Hi everyone,
Please excuse the slight lateness of this newsletter. I’ve found myself unexpectedly at sea. Well, unexpectedly is maybe the wrong word. I didn’t wake up tied to the mast of a pirate ship. I was asked last minute to return to this year’s JoCo Cruise as a replacement for the brilliant Maria Bamford, who got sick and had to cancel. (Best wishes to Maria for a speedy recovery!!) I’m excited to be back on the ship for the second year in a row (more on that next week, I’m sure), but it was a little hectic getting here.
Last week, I had to move around a bunch of things to make this travel possible, all while zipping out to Chicago for a Wait Wait…Don’t Tell Me taping, which was a ton of fun. Then I came home for four hours before leaving again for the airport.
Maris and I landed in Ft. Lauderdale at 11:30pm on Friday, and around midnight, after everyone else on our flight had snatched their checked bags from the carousel, I had the feeling that mine might not be emerging from the airport’s churning maw after all. My hunch was correct; my bag was still in New York. It felt…real bad. There was a significant chance that I was going to have to get on the ship with just the shirt on my back, the pants on my legs, the socks on my feet, and the underwear on my butt.
Nine hours later, thanks to the helpfulness of several JetBlue employees (counteracting, presumably, one employee’s unhelpfulness), my bag arrived at the Ft. Lauderdale airport. I hopped in a shuttle, grabbed the bag, took a taxi back to the hotel, and boarded a different shuttle which took me to the ship. What a relief it is when a problem is solved on a relatively short timeline and incurs a relatively small expense. For the cost of $20 (one cab ride) and smelling slightly funky (on account of wearing the same clothes from Chicago to New York to Florida), everything got set straight. I’m more of a lingering uncertainty guy most of the time, so it honestly felt incredible for something that went awry to so quickly be returned to order. Not to be controversial, but I think we should solve more problems quickly and effectively.
A few miscellaneous items of business before we get started in earnest…
Congratulations to Friend of the Newsletter Cord Jefferson on his Oscar win!
Thanks to Andy and Chris for having me on the sold out Bugle live show in Cambridge which I was able to participate in remotely from a boat thanks to the marvels of modern technology! I’ll be telling jokes on the 3/28 Edinburgh show via Zoom as well!
◆ ◆ ◆ ◆ ◆
* Requests:
1. Answer these questions about the newsletter, one short answer each:
(a) Whom did the writer replace on this year's JoCo Cruise?
(b) At what time did the writer and Maris land in Ft. Lauderdale?
(c) How much did the writer spend on the cab ride?
2. Carry on the cruise newsletter, starting after its last sentence.

* Data shown:
◆ ◆ ◆ ◆ ◆
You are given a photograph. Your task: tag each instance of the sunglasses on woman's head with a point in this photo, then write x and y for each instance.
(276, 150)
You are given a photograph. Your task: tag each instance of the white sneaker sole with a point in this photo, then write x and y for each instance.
◆ ◆ ◆ ◆ ◆
* Task-by-task outputs:
1.
(a) Maria Bamford
(b) 11:30pm on Friday
(c) $20

2.
I’ll be guest co-hosting Butterboy at Littlefield with my friend Maeve Higgins every Monday night in April! Fun!
Oh also! I’m hosting the New York ceremony of the Writers Guild Awards on April 14th! Maybe it’ll be broadcast online? I’ll find out! I’m really psyched, and as I previously said on the record: It was an honor to be asked, and even more of an honor after I was assured it wasn’t because several actually famous people said no before they decided to ask me.
PEP TALK FOR BRADLEY COOPER
Sorry to hear about the Oscars, big guy. Not that you deserved to win Best Actor or Best Original(?) Screenplay this year (you didn’t). But you really seemed to want it. You wanted it badly enough to give a bunch of weird quotes about your dad’s frequent nudity and not liking your daughter very much in service (? again) of your goal. You wanted it enough to put a big ol’ fake nose on top of your already-not-small actual nose. What was the deal with that? When Jamie Foxx played Ray Charles, they just put sunglasses on him. They didn’t actually blind him. And he won. You don’t have to be physically just like the real person you’re pretending to be. That’s why it’s acting. (Also, why do we so often give Oscars to dramatic impressions even though we so often get annoyed by comedic impressions? Something to ponder!) You wanted it badly enough to spend six years learning how to conduct classical music, a thing that maybe eleven total moviegoers would have noticed if you were faking. (Anecdotally, conducting an orchestra and playing harmonica are the two most complicated skills everyone thinks they’d be fine at without any training.)
You are a good actor and a pretty good director and I think a decent screenwriter too. That’s a great resume to have. And, it’s true what they say, it’s an honor just to be nominated. (I say that as a person who has in the past been nominated for awards and not won them, and also as a person who has not been nominated for other awards at all, and yes also a person who has occasionally won awards.) You’ll have lots of other chances to win awards thanks to your talent, your hard work, and your extremely awards-y taste in projects. But I think we can all agree is that your best work is acting like a total maniac in other people’s movies (shout out to Licorice Pizza and even American Hustle…yeah, I said it).
All things considered, you got to make the artsy biopic of your dreams, and you reminded America of an important truth: Leonard Bernstein got busy, if you know what I mean. You didn’t win, but neither did Paul Giamatti or Jeffrey Wright. In fact, more great actors don’t win best actor every year than do. Ever think of that? Also, your life is better than the lives of 99.999% of all humans who ever lived. So, be cool, man. See you in a few years when you bring your weird intense energy back to a reluctant but obsessive press tour!
PEP TALK FOR A READER
This one I didn’t really mess with, although I did add a nickname.
Hello! I hope it’s not selfish of me to ask for another pep talk, but I’m gonna. I am physically disabled and broke my ankle on my strong leg (on my way to a comedy show!). Thus, doc sentenced me to 8 weeks non-weight-bearing. I’m stuck in bed cause I can’t walk, using a commode, the whole deal. I’m so bored and lonely. Please pep me up!
- Agony of the Feet
Please allow me to start by saying: OH NO! Of all the ills that comedy shows have inflicted on people, this is one of the worst I’ve heard of.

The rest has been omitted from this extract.